— Start Supplied information —
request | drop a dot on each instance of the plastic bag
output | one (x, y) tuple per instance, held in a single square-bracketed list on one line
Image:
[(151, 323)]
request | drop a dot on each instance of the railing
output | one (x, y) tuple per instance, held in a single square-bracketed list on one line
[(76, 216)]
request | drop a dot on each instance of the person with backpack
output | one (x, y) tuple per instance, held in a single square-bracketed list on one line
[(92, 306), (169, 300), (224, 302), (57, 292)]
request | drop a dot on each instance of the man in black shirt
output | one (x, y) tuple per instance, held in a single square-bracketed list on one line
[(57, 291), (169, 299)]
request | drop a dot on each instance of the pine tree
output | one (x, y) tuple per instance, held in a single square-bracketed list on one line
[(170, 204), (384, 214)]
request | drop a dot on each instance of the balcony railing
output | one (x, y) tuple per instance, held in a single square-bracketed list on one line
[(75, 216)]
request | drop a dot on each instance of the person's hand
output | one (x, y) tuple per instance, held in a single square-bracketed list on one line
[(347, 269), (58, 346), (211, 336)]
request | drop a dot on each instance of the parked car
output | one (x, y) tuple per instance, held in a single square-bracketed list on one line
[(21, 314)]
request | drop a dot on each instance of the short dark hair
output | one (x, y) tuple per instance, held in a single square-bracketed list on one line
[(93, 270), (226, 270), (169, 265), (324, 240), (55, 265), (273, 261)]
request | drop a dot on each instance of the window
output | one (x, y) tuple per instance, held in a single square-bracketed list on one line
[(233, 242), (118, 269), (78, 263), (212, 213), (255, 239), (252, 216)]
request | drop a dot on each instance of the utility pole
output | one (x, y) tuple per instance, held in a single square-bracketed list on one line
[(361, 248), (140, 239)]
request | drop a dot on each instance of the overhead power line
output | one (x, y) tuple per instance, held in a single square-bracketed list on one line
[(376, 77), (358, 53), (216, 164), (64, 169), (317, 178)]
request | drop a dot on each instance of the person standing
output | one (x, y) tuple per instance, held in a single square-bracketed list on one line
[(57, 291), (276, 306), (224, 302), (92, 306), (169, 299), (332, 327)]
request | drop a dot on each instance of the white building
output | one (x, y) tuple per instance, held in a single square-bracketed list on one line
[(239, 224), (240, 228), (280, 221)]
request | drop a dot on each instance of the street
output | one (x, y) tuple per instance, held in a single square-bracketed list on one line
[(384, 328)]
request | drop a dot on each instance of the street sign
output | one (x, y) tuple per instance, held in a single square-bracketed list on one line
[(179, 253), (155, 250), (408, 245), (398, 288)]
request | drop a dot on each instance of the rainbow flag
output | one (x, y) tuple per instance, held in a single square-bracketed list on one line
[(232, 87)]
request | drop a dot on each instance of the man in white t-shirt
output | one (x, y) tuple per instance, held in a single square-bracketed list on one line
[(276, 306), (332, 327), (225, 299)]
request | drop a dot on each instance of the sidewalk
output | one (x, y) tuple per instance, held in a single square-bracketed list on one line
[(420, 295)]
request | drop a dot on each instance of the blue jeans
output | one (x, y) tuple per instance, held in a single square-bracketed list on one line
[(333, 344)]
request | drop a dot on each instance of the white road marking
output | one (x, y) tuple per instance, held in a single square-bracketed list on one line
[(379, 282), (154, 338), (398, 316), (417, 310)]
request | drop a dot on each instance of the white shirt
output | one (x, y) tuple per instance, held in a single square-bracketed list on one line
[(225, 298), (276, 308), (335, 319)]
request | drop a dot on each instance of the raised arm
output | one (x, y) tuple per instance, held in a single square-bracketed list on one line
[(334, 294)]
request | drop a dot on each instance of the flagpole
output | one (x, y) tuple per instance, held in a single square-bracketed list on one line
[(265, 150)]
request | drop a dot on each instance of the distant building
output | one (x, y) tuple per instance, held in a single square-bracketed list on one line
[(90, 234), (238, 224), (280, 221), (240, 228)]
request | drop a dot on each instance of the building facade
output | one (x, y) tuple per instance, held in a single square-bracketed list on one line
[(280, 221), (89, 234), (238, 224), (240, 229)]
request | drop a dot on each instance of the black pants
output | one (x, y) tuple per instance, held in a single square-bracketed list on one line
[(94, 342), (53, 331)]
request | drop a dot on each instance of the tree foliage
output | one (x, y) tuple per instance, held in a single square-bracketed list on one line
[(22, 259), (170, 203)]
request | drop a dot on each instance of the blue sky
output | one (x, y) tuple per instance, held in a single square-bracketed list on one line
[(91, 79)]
— End Supplied information —
— Start Supplied information —
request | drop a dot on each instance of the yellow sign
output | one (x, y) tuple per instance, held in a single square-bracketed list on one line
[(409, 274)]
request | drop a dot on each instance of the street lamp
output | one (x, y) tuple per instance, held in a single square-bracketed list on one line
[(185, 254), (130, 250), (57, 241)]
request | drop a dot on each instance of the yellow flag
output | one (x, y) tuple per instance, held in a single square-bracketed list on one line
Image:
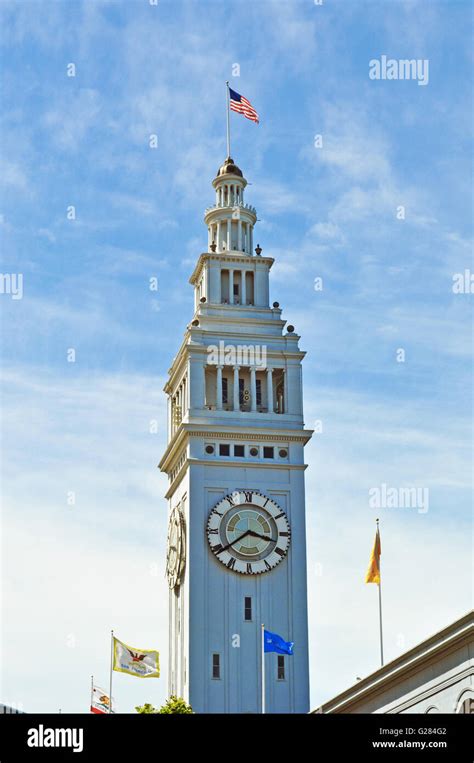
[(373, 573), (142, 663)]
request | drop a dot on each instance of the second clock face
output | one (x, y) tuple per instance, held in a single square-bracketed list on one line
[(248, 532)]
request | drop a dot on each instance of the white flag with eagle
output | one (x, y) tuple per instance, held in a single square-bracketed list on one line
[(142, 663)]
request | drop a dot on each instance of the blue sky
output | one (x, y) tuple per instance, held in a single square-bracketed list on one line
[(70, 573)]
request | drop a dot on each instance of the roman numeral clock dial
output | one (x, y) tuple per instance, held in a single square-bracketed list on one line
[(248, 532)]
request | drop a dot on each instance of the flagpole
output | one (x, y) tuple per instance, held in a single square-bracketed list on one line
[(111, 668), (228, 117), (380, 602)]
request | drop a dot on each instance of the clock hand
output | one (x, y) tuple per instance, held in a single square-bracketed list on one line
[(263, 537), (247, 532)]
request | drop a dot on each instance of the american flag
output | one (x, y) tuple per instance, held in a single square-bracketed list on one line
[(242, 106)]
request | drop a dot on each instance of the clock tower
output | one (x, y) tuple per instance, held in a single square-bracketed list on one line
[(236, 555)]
— End Supplied information —
» **Prompt**
Copy the lines of the material above verbatim, beginning at the line that contains "request | drop a dot on each instance of the pine" and ending after the line that contains "265), (273, 261)]".

» **Complete answer**
request | drop a dot on each instance of the pine tree
output | one (x, y) tuple per instance, held in a single square-bracketed list on one line
[(170, 204), (384, 214)]
request | drop a dot on each instance of the balcony railing
output | one (x, y) tuple per instance, held in a single square-bracketed list on one line
[(75, 216)]
request | drop a dot on each instance of the person's hand
output | one (x, y) tuple per instance, held in a single square-bracketed list on one line
[(347, 269), (58, 346), (211, 336)]
request | drop a dot on each instance of the parked car
output | one (x, y) tuple per instance, held in a single square-bracketed list on one line
[(21, 314)]
request | drop a dot on each instance of the short dark hair
output | one (x, y) tuple per instance, held in a single square-bracketed list on one line
[(93, 270), (226, 270), (169, 265), (324, 240), (55, 265), (273, 261)]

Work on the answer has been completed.